--- Start of The input ---

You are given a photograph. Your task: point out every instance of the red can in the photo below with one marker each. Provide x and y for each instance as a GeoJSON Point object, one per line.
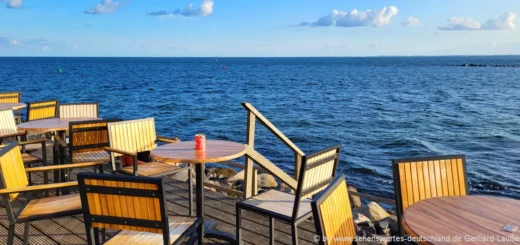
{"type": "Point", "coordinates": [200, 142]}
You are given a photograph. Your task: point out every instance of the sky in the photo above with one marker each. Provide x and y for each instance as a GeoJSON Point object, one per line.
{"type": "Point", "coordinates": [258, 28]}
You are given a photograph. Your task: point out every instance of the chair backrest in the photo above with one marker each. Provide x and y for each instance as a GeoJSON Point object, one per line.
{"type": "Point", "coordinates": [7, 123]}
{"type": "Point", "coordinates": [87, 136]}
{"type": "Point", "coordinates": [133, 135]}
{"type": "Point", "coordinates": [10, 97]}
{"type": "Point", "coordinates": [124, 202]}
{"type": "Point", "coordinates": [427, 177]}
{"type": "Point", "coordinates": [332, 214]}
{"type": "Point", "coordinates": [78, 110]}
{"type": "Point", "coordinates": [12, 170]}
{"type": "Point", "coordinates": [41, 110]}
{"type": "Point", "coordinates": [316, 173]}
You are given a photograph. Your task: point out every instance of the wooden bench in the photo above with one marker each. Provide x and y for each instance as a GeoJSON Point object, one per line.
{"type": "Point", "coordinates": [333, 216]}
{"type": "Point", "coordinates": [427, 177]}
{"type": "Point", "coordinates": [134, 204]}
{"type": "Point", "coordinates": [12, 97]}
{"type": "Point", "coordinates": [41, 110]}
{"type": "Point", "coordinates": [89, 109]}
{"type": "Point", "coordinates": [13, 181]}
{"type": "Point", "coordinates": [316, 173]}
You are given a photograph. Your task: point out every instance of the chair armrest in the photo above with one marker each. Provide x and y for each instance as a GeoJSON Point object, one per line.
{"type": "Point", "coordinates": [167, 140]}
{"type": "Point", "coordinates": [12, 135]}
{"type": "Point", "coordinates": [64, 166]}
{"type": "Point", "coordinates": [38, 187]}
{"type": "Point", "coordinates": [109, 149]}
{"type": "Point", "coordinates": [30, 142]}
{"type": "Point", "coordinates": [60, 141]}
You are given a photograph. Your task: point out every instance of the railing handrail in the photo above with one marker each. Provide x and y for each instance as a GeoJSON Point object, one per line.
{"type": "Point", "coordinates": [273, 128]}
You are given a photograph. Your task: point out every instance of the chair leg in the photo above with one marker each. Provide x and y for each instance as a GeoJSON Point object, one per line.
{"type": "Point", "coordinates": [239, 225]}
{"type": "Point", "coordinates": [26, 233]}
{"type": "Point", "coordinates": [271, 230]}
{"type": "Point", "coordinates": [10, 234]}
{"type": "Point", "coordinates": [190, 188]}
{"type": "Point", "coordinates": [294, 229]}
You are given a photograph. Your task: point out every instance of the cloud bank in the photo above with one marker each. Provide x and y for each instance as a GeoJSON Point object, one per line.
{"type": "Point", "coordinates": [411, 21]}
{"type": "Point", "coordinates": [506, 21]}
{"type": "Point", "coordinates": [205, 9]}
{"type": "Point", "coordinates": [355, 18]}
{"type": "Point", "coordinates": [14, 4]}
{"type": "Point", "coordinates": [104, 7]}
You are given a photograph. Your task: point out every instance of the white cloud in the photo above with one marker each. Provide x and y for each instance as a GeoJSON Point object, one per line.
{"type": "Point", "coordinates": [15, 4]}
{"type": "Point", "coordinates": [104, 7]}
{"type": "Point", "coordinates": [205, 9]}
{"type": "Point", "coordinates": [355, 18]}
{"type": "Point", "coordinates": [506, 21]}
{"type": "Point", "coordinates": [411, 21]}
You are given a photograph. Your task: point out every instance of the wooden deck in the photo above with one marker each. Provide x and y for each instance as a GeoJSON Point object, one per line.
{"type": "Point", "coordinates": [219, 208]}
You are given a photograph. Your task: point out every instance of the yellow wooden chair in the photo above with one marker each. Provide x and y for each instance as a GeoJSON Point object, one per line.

--- End of The input ---

→ Task instructions: Please reproduce the records word for word, beginning with the line that contains "the wooden deck" and continuing through the end of the records.

→ Task response:
You are given a photograph. Your task: point out every instance of the wooden deck in the photo above with one marker each. Provide x and y for each instance as a GeoJSON Point object, one per line.
{"type": "Point", "coordinates": [219, 208]}
You are given a photograph. Your task: point out every instance of the yellow wooden chair in the photo above with one marker each. Provide x and y for each instance as a GeoJSON Point object, one per line.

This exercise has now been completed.